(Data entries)
* * * * * * * * *

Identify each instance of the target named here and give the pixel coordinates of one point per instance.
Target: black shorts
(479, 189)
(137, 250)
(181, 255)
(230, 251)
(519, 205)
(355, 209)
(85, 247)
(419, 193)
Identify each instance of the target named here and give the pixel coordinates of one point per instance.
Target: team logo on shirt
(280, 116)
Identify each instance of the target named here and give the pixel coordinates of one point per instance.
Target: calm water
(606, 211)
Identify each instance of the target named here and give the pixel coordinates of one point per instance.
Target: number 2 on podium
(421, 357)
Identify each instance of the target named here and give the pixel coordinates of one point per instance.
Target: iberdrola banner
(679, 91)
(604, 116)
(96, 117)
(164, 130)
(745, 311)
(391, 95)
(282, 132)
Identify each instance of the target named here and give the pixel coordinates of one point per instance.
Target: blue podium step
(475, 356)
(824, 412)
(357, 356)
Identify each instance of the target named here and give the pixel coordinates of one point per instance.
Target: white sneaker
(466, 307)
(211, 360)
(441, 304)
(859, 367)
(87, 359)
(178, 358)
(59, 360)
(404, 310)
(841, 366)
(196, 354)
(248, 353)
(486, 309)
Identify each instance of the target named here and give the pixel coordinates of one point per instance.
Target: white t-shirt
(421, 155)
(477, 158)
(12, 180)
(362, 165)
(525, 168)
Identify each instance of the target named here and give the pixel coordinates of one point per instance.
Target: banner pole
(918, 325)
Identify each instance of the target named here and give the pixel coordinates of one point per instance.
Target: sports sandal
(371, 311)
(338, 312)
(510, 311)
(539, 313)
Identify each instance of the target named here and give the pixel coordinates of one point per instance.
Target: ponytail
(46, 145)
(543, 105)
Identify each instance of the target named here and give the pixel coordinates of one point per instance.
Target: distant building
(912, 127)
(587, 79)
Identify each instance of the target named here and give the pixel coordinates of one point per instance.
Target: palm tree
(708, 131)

* * * * * * * * *

Task directions ▸
Write the records out again. Keep every line exactly as it is.

Output of the task ▸
Identify each instance of the target named here and give the pixel coordinates of one point per instance.
Target: black shorts
(479, 189)
(137, 250)
(181, 255)
(230, 251)
(519, 205)
(355, 209)
(85, 247)
(419, 193)
Identify each instance of the target named here and give the pixel coordinates of one point per instance.
Target: team logo on shirt
(280, 116)
Identify each instance of the target named here and give the pixel coordinates of one point per instance.
Target: calm water
(606, 211)
Identify each instance of the target named here and give the pixel coordinates of one point per instance.
Target: number 2 on podium
(421, 357)
Identify each instance of the target named here and give the pixel coordinates of one point per instance.
Target: iberdrola banner
(679, 91)
(604, 116)
(96, 117)
(164, 130)
(745, 311)
(391, 95)
(282, 132)
Identify each instance of the target named here and give the pixel coordinates of one point per instance.
Target: blue podium step
(475, 356)
(824, 412)
(357, 356)
Identify each instance of the target named here and give the pixel coordinates of one point per instance.
Target: white sneaker
(466, 307)
(211, 360)
(441, 304)
(859, 367)
(87, 359)
(178, 358)
(59, 360)
(404, 310)
(841, 366)
(196, 354)
(248, 353)
(486, 309)
Identify each instance of the target named here and give the pixel coordinates of one point per instance.
Target: white t-shirt
(421, 155)
(477, 158)
(12, 180)
(362, 165)
(525, 168)
Identify each instance of the target named here and give the pixel coordinates of one point per instance.
Target: banner pole
(918, 325)
Identify each instance of the target named here and give the pixel coordinates of one point per instance.
Target: sports sandal
(371, 311)
(338, 312)
(510, 311)
(539, 313)
Identify each instance of the target named here and give the pixel coordinates of one point per instance.
Target: ponytail
(46, 145)
(543, 105)
Identify each instance of the target named here and give the pixel coordinates of one point per instance.
Target: distant building
(912, 127)
(587, 79)
Identify each instance of the target named here and give the pixel coordinates of one point per instance.
Target: palm tree
(708, 131)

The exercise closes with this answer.